Reproduce the data below word for word, omitting the pictures.

Excerpts from the point annotation data
= = =

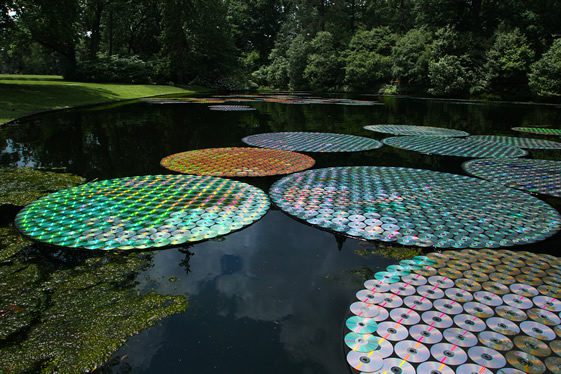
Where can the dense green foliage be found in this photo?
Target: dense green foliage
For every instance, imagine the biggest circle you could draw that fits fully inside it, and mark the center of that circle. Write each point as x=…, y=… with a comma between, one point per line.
x=440, y=47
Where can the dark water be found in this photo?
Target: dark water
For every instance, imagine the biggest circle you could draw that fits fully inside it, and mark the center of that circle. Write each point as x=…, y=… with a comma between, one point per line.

= = =

* **FINAL ANSWER**:
Where can the dense green foliage be found in this photo?
Target: dense green foliage
For every instance, imagine the biggest circle you could draw that fits fully inside it, and mark the center of that circle. Write each point as x=…, y=… with a comma between, one point per line.
x=440, y=47
Where can the dark water be found in this photo?
Target: dark water
For every instance, imagine the biggest circle you could draw that fits fully inside it, and mark the center of that circle. Write each point as x=…, y=… with a comma between, one point per line.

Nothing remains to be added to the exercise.